Object pointing dataset rows:
:::

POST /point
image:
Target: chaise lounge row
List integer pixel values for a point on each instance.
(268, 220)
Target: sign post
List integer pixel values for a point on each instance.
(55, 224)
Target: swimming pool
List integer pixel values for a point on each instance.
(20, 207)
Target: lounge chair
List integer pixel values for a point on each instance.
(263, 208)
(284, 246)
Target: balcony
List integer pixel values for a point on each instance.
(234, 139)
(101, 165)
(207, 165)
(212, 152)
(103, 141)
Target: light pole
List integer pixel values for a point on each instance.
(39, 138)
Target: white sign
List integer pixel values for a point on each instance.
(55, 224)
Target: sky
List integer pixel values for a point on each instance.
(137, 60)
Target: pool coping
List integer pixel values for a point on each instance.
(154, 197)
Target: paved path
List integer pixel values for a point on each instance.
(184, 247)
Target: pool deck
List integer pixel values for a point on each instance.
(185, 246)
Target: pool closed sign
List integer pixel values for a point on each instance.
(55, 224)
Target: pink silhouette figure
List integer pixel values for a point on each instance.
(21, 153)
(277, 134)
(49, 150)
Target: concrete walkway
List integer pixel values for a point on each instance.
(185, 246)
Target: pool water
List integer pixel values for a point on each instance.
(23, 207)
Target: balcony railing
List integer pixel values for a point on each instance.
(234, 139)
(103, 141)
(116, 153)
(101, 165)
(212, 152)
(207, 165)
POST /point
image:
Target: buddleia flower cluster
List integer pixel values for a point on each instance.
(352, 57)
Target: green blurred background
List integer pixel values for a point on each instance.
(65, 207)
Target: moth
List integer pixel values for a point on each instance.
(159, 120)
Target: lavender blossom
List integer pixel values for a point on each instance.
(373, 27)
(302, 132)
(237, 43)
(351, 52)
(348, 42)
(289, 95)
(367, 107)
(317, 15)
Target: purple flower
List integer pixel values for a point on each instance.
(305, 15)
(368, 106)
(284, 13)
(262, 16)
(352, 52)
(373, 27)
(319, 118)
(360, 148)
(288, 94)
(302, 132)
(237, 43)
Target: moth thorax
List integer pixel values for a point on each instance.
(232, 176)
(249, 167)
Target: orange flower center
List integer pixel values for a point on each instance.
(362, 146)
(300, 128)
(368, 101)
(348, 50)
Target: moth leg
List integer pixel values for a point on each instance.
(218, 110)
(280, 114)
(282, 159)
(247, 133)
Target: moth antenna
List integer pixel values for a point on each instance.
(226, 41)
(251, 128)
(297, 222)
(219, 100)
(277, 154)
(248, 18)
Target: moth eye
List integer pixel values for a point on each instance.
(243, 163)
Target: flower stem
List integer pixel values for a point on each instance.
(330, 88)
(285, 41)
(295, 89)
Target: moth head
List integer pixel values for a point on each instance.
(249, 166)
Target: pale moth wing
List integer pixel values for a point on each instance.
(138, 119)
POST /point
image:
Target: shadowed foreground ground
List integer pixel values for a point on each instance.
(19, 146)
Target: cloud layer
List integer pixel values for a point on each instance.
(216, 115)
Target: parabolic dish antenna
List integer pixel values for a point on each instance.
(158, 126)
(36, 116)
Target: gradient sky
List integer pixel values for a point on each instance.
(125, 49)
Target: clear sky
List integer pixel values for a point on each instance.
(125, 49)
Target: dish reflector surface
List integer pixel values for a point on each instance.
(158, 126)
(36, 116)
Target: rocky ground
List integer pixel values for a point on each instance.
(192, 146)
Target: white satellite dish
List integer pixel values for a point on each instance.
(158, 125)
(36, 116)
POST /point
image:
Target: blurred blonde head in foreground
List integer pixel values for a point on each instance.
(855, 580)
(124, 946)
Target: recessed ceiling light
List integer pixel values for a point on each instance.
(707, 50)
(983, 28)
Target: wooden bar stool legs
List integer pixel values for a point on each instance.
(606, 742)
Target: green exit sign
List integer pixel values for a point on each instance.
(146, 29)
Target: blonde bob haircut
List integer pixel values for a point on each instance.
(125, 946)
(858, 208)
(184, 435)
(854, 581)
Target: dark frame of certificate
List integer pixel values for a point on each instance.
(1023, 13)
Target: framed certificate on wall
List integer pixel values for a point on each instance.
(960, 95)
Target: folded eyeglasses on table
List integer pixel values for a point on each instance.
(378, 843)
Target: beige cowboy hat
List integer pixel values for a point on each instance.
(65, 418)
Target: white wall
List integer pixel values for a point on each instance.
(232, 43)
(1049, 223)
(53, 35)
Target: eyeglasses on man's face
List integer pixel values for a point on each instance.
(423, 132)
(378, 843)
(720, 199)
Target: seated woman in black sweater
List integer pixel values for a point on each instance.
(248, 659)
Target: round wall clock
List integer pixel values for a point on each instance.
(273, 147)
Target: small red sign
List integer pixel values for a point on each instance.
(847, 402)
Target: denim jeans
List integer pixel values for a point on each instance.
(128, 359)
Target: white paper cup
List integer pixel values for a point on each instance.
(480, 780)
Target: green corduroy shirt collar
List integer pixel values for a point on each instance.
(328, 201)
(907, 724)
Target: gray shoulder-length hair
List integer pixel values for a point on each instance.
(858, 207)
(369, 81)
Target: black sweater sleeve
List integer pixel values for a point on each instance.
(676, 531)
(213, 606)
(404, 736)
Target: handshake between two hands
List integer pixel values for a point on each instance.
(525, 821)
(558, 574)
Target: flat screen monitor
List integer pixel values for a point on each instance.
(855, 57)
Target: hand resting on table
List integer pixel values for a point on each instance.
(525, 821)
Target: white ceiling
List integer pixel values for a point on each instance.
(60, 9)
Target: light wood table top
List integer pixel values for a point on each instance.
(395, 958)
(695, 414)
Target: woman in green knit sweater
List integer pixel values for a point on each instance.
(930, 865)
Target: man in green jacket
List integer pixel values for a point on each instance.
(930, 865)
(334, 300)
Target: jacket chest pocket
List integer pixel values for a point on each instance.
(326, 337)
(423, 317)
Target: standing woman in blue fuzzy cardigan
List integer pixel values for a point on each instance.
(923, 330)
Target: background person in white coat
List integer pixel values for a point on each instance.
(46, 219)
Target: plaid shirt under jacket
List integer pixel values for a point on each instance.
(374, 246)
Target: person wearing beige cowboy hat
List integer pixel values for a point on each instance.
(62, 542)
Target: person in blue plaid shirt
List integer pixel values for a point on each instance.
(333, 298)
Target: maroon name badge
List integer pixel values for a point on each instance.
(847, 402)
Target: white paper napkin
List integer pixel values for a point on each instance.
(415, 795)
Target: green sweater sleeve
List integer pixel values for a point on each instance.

:::

### [THE REQUEST]
Output the lines of the listing exactly, from the line containing "Target: person wearing beige cowboy hat" through the end of the listing, including both ends.

### [SOLUTION FOR THIS PROBLEM]
Target: person wearing beige cowboy hat
List integer pixel values for a point on each instance.
(62, 542)
Target: person in blue plaid shirt
List integer pixel values for a point on each instance.
(333, 298)
Target: maroon name badge
List integer pixel values for a point on each instance.
(847, 402)
Target: white paper napkin
List integer pixel values for a point on each instance.
(415, 795)
Target: green sweater sleeve
List integer pixel values for a point on each instance.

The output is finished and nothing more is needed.